A ausência de absentismo laboral é outro aspeto relevante resultante da instituição da modalidade de AA. Estes resultados estão em conformidade com os apresentados por Gonçalves M et al 16, relativo à administração extra-hospitalar de OMA e por Timmerman et al 17 e Silva I et al 18 na AA de OMA na asma grave.
Na maioria dos doentes, o processo de administração foi considerado simples e prático, tendo sido os ensinos práticos realizados em HD (complementado com os folhetos disponibilizados) o aspeto mais valorizado para essa aprendizagem. Em conformidade com esta avaliação, 52% de doentes consideraram não existir nenhuma preocupação relacionada com a AA.
Este estudo reforça ainda os resultados apresentados num estudo retrospetivo prévio realizado no Reino Unido por Denman S et al 19, onde se incluíram 137 adultos doentes com UCE e que concluiu que a AA de OMA no domicílio é uma alternativa efetiva e segura à administração hospitalar, com consequente menor impacto na vida diária destes doentes.
Ainda relativamente à segurança da terapêutica com OMA, de facto não seria expectável o desenvolvimento de nenhum efeito adverso deste tratamento na modalidade de AA em relação com a administração em HD.
Ainda assim, a mudança do contexto de administração para ambiente domiciliário poderia tornar os doentes mais suscetíveis a reportar eventuais efeitos adversos suspeitos, o que não se verificou.
Por fim, e não menos importante, destacam-se as sugestões apresentadas pelos utentes relativas ao processo associado à AA de OMA, onde as questões mais burocráticas relacionadas com o pedido de OMA foram apontadas como aspetos a melhorar. A sua valorização poderá possibilitar uma maior otimização de todo o circuito envolvido neste processo, apesar de já ser visto pelos seus utilizadores como muito vantajoso.

* **O que fazer**:
A - No excerto, que percentagem de doentes considerou não existir nenhuma preocupação relacionada com a AA?
B - Atualize o excerto, começando em "Ainda relativamente à" e terminando em "não se verificou.", com "ambiente domiciliário" trocado por "ambiente doméstico".
C - Prossiga o excerto sobre a administração de OMA em casa a partir do ponto em que ele para.
As linhas que vêm a seguir não fazem falta.

* **Conjunto de dados**:

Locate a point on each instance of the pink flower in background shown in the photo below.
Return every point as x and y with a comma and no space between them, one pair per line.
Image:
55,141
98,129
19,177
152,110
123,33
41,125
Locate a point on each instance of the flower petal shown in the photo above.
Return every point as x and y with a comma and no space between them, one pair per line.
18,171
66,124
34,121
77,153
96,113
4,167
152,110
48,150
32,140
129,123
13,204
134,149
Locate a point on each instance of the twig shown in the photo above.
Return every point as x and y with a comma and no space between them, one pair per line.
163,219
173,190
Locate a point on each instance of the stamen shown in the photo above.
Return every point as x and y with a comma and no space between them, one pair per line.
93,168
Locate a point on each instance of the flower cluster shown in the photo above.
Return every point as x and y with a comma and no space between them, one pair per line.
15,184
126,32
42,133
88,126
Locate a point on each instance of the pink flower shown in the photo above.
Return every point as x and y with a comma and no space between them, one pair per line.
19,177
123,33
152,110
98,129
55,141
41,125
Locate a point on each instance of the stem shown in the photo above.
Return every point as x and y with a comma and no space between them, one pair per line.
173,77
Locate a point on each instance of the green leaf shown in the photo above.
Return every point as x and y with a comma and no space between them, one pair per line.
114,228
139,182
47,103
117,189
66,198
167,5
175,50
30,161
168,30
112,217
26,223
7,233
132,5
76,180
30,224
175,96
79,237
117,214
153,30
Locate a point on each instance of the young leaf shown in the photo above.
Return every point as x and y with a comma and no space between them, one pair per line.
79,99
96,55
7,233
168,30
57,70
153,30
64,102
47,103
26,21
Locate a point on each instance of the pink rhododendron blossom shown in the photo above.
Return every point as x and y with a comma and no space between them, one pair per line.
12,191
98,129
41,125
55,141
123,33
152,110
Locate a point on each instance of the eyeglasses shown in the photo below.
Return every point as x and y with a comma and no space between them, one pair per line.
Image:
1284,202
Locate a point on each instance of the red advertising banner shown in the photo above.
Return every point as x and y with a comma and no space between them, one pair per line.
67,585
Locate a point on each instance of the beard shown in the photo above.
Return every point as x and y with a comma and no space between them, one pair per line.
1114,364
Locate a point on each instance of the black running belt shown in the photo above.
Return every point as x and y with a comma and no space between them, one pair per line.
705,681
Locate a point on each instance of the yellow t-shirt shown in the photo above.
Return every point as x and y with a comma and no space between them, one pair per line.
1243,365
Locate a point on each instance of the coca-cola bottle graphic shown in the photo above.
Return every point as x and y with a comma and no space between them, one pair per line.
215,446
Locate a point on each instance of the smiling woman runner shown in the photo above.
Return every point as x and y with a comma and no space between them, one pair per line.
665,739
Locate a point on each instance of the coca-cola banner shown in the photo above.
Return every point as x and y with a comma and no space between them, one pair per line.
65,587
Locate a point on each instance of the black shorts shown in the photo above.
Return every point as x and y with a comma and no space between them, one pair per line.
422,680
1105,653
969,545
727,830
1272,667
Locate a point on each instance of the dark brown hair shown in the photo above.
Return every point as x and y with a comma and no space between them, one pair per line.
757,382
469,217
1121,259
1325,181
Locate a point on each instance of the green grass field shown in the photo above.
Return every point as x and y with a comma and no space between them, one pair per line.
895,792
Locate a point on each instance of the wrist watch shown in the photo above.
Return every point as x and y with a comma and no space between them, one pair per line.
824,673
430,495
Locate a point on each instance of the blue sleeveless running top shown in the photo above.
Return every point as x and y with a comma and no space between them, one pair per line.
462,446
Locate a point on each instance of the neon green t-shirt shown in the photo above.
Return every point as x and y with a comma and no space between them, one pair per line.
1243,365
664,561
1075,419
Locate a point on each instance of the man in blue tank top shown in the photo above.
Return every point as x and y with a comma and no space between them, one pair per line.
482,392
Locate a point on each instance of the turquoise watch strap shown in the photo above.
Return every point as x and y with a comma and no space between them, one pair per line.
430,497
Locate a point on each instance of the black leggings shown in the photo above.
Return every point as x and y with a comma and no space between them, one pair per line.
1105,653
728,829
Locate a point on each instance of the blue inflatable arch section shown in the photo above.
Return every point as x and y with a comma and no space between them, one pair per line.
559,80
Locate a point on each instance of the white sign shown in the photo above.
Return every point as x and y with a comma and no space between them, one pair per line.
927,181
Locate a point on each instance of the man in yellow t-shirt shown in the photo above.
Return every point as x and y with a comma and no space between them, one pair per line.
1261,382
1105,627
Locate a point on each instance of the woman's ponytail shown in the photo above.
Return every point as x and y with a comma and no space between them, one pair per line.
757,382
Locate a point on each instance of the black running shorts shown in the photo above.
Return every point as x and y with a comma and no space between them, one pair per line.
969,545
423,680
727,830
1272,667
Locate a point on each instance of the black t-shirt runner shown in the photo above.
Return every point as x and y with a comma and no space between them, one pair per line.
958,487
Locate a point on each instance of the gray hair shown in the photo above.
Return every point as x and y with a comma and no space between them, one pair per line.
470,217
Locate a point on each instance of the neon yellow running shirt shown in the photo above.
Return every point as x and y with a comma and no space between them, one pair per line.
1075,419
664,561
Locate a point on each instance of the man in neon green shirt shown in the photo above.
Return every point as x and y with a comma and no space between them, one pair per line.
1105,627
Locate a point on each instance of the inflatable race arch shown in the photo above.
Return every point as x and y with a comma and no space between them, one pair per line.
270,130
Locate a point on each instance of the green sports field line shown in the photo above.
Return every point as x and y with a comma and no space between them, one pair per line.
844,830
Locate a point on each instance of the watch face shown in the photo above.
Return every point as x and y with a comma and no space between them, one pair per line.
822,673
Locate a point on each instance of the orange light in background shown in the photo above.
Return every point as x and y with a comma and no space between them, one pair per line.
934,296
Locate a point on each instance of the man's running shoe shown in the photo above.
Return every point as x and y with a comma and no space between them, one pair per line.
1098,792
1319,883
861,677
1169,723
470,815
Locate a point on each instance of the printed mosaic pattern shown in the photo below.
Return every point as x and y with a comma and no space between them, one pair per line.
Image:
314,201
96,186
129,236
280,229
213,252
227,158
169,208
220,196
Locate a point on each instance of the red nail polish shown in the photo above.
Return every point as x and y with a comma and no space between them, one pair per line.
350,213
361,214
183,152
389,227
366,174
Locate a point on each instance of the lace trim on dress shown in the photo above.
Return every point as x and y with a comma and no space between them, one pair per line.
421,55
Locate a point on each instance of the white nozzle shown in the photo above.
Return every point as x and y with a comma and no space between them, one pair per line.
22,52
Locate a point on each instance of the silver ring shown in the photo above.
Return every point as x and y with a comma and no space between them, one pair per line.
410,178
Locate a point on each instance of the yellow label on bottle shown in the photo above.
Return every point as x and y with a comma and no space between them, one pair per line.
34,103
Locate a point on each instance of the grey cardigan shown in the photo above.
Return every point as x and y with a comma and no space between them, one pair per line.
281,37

* **Respostas**:
A - 52% dos doentes.

B -
Ainda relativamente à segurança da terapêutica com OMA, de facto não seria expectável o desenvolvimento de nenhum efeito adverso deste tratamento na modalidade de AA em relação com a administração em HD.
Ainda assim, a mudança do contexto de administração para ambiente doméstico poderia tornar os doentes mais suscetíveis a reportar eventuais efeitos adversos suspeitos, o que não se verificou.

C -
Neste trabalho são abordados vários aspetos de extrema importância para prática clínica hospitalar, sendo até à data, e de acordo com a exaustiva revisão bibliográfica dos autores, o primeiro estudo na UCE realizado em Portugal com estes objetivos e que se refere exclusivamente a AA do omalizumab no domicílio, possibilitando conhecer a realidade nacional.
CONCLUSÕES
O controlo clínico e ausência de impacto na QoL dos doentes, documentado pela evolução do registo dos PROM, aliado à inexistência de reações adversas reportadas, permite inferir que a eficácia e segurança do OMA foi mantida na AA.
Estes dados, associados à maior satisfação dos doentes, reforçam a importância e relevância da instituição desta medida.
Estudos adicionais com maior número de participantes poderão dar robustez aos resultados obtidos neste primeiro estudo e incluir a avaliação do benefício da redução do absentismo laboral, ganho de tempo individual e consequente redução dos custos para o doente resultante da aplicação desta medida. Adicionalmente, seria pertinente uma quantificação do impacto da AA de OMA no orçamento hospitalar, avaliando os custos adicionais com a organização do processo e envio da medicação aos utentes, em paralelo com a redução da despesa com prestação de cuidados por profissionais de saúde e com uma maior rentabilização da ocupação do HD.